Supplied text ▸
Research by Hamptons Estates Agents has quantified the trend of Londoners quitting the capital in the light of the pandemic.
It says that in 2020 London leavers purchased 73,950 homes outside the capital, the highest number in four years, despite the seven-week spring closure of the housing market.
Collectively, Londoners bought £27.6 billion worth of property outside the capital this year, the highest amount since 2007 when London outmigration peaked.
But there has been a clear increase in the popularity of London outward migration since the onset of Covid-19.
In the first half of 2020, London leavers bought 6.9 per cent of homes sold outside the capital, equating to 24,480 sales.
However, in the second half of 2020, this figure rose to 7.8% and twice as many sales (49,470). In H2 2020 alone, Londoners purchased £18.4bn worth of property outside the capital, more than in any full year between 2008 and 2013.
Since the housing market re-opened in May, Londoners leaving the capital have travelled further than ever before.
The average distance moved by a Londoner buying outside the capital hit 40 miles for the first time in over a decade, up from just 28 miles during the first three months of the year.
This means the average person leaving London from May onwards travels as far as Cambridge to the north, Colchester to the east, Brighton to the south or Didcot to the west.

Gathered data entries:
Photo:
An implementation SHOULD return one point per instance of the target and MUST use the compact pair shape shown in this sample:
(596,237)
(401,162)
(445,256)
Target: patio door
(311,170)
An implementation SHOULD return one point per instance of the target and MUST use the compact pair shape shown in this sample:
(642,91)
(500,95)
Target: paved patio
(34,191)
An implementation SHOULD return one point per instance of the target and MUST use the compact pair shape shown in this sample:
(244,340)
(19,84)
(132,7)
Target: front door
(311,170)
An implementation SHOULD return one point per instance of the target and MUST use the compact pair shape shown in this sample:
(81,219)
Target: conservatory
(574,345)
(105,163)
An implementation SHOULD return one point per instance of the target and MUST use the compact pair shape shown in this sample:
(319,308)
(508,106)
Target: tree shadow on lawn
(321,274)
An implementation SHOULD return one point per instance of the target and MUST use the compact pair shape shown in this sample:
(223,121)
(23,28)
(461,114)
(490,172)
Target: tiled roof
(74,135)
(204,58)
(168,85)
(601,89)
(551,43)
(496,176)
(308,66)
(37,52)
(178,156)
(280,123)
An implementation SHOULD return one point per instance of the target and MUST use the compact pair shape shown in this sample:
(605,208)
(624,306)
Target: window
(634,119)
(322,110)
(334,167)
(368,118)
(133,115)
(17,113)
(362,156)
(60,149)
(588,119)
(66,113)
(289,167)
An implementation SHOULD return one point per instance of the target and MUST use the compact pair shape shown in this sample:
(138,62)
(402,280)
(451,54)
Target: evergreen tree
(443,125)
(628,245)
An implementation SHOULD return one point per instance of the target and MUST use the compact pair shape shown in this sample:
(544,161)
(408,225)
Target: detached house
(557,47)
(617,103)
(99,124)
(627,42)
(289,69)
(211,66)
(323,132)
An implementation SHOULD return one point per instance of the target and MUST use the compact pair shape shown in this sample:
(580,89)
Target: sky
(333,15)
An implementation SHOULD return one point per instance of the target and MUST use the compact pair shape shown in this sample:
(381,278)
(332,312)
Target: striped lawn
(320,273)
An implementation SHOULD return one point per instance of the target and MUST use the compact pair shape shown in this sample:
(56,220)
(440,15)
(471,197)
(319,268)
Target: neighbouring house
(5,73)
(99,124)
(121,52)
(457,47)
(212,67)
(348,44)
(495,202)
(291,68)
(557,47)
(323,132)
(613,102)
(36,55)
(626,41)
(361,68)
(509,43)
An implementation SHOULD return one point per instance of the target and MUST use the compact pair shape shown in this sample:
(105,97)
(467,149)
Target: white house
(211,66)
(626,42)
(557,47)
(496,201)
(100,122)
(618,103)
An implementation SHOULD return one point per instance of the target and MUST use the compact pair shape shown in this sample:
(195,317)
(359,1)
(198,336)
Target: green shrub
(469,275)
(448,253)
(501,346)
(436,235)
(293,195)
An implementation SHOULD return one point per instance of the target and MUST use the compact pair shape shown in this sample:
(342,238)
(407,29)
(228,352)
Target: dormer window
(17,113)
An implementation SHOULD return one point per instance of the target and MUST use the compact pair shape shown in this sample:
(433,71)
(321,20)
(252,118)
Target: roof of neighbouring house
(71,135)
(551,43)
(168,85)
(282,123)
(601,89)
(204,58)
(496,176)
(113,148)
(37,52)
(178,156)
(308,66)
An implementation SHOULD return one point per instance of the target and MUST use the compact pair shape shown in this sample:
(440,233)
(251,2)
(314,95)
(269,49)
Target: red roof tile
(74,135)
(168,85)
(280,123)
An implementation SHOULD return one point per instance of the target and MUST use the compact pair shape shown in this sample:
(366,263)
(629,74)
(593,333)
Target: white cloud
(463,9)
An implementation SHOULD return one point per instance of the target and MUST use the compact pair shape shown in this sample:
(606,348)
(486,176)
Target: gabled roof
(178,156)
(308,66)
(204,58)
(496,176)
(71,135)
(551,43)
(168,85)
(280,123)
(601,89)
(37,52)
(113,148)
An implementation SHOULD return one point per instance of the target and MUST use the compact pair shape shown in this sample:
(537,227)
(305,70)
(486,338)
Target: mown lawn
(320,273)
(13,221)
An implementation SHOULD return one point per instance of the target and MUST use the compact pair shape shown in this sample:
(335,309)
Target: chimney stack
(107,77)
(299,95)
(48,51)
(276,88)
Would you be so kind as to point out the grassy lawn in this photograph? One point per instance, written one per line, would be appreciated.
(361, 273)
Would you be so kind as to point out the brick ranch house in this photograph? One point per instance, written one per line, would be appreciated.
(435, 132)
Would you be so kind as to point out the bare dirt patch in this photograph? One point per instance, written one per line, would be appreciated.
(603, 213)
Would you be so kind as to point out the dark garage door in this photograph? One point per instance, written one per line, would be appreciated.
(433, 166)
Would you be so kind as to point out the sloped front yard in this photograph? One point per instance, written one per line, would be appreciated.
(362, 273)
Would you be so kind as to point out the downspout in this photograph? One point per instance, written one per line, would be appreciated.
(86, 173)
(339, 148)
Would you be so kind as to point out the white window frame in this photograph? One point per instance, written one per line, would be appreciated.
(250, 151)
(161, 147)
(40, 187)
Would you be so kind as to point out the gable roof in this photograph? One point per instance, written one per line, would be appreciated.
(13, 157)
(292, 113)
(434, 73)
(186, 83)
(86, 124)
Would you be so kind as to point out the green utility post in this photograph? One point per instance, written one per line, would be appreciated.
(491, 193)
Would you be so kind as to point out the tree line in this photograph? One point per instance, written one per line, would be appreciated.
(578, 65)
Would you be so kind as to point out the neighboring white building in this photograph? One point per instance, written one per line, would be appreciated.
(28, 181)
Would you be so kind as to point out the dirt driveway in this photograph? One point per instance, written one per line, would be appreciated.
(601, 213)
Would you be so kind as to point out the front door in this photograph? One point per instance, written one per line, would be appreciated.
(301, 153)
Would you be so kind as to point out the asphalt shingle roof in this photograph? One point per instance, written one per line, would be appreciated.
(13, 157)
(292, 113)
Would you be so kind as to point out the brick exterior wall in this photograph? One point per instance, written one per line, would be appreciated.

What to work on ▸ List the towns that the article about Londoners moving out of the capital gives as examples of how far the average person leaving London travels from May onwards. The lines above are separate material and have nothing to do with the article about Londoners moving out of the capital.

Task response ▸ Cambridge, Colchester, Brighton, Didcot